“Big-time
negotiators, false healers and woman haters
Masters
of the bluff and masters of the proposition
But
the enemy I see wears a cloak of decency
All
non-believers and men stealers talking in the name of religion
And
there's slow, there's slow train coming up around the bend.”
“Slow Train,” Bob Dylan
Recorded in 1979 at
Muscle Shoals with Mark Knopfler on guitar, “Slow Train” was also lead song on
the 1989 live album Dylan recorded with the Grateful Dead. If the train is a symbol of a coming
apocalypse, the slow speed may indicate deliverance is not coming any time
soon. The reference might be a nod to
Woody Guthrie and the traditional folk tune, “This Train Is Bound for Glory.”
The song harks back to Dylan’s early “finger pointing” anthems with its
indictment of man’s inflated ego and outdated laws that would have “Jefferson turning over in his grave” in “the home of the brave.”
At a MusiCares
event in his honor Dylan thanked performers who first popularized his songs,
such as Joan Baez, Peter, Paul and Mary, The Byrds, The Turtles, and Jimi
Hendrix. Razzing those who took
exception to the sound of his voice, he said: “They say I sound like a frog.
Why don’t critics say that about Tom Waits? Critics say my voice is shot. That I croak.
Why don’t they say that about Leonard Cohen? What have I done to get this special
attention?” Dylan’s parting words,
according to columnist George Varga, were: “I’m
going to get out of here. I’m going to
put an egg in my shoe and beat it. Let’s
hope we meet again. And we will, as Hank
Williams said, ‘If the good lord’s willin’ and the creek don’t rise.’”
The first time
Dylan played Merrillville’s Holiday Star it was during his born-again Christian
phase. I didn’t go, only to hear that he performed many old hits, as well as
songs from “Slow Train Coming.” His second appearance I made sure to go, and
he was great, playing with a tight-knit quartet of artists, including SNL bandleader G.E. Smith. The warm-up band was so loud, however, that
many folks walked out, including IUN professor George Roberts.
My favorite Dylan
numbers are “When the Ship Comes In,” “Mr. Tambourine Man,” “Monkey Man” (with
the Traveling Wilburys), and “Idiot Wind.”
The latter, which references Woody Guthrie’s “Grand Coulee Dam” folk
song, is on “Blood on the Tracks,” along with “Tangled Up in Blue” and “Lily,
Rosemary, and the Jack of Hearts.” Solid
gold!
Nicole Anslover
showed excerpts of an Eleanor Roosevelt documentary that candidly spoke about
FDR’s womanizing and the First Lady’s passionate attraction to both lesbian
Lorena Hickok and bodyguard Earl Miller, 12 years her junior. Biographer Blanche Wiesen Cook declared that
Eleanor was probably bisexual and enjoyed ardent, romantic relationships with
both women and men. Cook might have
added that bisexuality was somewhat in vogue among dynamic “New Women” of the
1920s, including poet Edna St. Vincent Millay and artist Georgia O’Keefe. After O’Keefe married photographer Alfred
Stieglitz, both had affairs with women, and, in the case of Rebecca Strand, the
same women.

**LIST OF TASKS:**
a: In the text about Bob Dylan, who played guitar on the 1979 Muscle Shoals recording of "Slow Train"?
b: Transcribe the part of the text about Bob Dylan that runs between "Why don’t critics" and "professor George Roberts.", inclusive.
c: Write the next part of the piece on Bob Dylan and Eleanor Roosevelt, starting after its final sentence.

**SUPPLIED RECORDS:**

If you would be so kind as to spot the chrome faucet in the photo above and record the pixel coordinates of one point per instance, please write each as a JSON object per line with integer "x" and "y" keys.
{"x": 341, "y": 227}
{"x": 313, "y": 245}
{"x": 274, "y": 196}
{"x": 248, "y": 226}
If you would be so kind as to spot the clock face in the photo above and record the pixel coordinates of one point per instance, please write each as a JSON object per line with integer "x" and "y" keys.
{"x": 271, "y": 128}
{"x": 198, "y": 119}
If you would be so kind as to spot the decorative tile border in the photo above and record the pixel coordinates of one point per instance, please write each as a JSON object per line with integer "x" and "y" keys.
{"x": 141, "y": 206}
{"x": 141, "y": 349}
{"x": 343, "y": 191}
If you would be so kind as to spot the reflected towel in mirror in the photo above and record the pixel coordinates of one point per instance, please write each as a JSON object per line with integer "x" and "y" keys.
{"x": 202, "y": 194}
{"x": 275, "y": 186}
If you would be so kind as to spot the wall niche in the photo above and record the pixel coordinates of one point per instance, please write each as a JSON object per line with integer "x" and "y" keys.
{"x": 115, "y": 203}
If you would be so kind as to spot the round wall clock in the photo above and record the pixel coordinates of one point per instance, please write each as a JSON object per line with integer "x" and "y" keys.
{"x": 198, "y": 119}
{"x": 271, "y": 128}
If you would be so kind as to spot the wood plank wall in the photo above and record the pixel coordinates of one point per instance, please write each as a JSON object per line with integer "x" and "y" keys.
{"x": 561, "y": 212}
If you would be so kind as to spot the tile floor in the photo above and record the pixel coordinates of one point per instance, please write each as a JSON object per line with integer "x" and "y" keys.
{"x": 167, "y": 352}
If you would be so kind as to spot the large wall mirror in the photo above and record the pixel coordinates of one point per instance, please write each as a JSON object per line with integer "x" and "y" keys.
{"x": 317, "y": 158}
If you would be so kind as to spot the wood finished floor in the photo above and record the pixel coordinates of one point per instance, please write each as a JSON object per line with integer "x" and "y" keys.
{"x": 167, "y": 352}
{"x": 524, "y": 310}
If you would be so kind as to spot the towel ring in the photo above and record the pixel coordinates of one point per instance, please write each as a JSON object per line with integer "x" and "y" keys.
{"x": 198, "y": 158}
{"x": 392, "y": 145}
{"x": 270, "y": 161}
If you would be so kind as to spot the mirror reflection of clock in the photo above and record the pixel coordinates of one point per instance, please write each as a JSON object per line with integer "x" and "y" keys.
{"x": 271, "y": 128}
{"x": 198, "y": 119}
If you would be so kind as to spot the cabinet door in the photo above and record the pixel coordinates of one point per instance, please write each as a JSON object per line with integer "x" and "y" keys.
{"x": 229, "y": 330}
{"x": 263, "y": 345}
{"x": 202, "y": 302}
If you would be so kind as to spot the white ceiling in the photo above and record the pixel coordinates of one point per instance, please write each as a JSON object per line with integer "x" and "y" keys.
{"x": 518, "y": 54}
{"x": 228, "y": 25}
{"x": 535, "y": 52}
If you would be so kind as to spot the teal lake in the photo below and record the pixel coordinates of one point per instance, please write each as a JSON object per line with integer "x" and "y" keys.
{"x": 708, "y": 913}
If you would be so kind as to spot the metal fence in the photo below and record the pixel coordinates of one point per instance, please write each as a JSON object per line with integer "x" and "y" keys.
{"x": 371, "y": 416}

**RESPONSES TO THE TASKS:**
a: Mark Knopfler

b:
Why don’t critics say that about Tom Waits? Critics say my voice is shot. That I croak.
Why don’t they say that about Leonard Cohen? What have I done to get this special
attention?” Dylan’s parting words,
according to columnist George Varga, were: “I’m
going to get out of here. I’m going to
put an egg in my shoe and beat it. Let’s
hope we meet again. And we will, as Hank
Williams said, ‘If the good lord’s willin’ and the creek don’t rise.’”
The first time
Dylan played Merrillville’s Holiday Star it was during his born-again Christian
phase. I didn’t go, only to hear that he performed many old hits, as well as
songs from “Slow Train Coming.” His second appearance I made sure to go, and
he was great, playing with a tight-knit quartet of artists, including SNL bandleader G.E. Smith. The warm-up band was so loud, however, that
many folks walked out, including IUN professor George Roberts.

c:
above, Edna St. Vincent Millay; below, Georgia O'Keefe
During the Harlem
Renaissance of the 1920s Blues singers Bessie Smith and Gertrude “Ma” Rainey
were lovers and had other affairs with both women and men. Known as the “Mother of the Blues,” Rainey in
1925 got arrested in Chicago for allegedly participating in an orgy with women
in her chorus and got bailed out by Bessie Smith. Her 1928 song “Prove It on Me,” talks about
going out in drag wearing a collar and a tie and contains these lyrics:
“They say I
do it, ain’t nobody caught me.
Sure got to
prove it on me.
Went out last
night with a crowd of my friends.
They must’ve
been women, cause I don’t like no men.
Wear my
clothes just like a fan,
Talk to the
gals just like any old man.”
Gertrude "Ma" Rainey
Blanche Wiesen Cook
asserts that Eleanor encouraged the affair between her husband and Missy LeHand
(almost as good a name as Cubs first baseman during the 1970s Pete LaCock), who
inherited half his estate upon his death.
On FDR’s funeral train, however, upon learning that his old flame, Lucy
Mercer, was with him when he died, she was upset that he had broken his promise
never to see her again.
Nicole pointed out
that Eleanor Roosevelt continued to be a liberal force in the Democratic Party
during the Truman administration and up to the time of her death. She also repeated a trivia question asking
for Eleanor’s maiden name; the answer was Roosevelt although her side of the
family pronounced it as if it rhymed with two, not toe.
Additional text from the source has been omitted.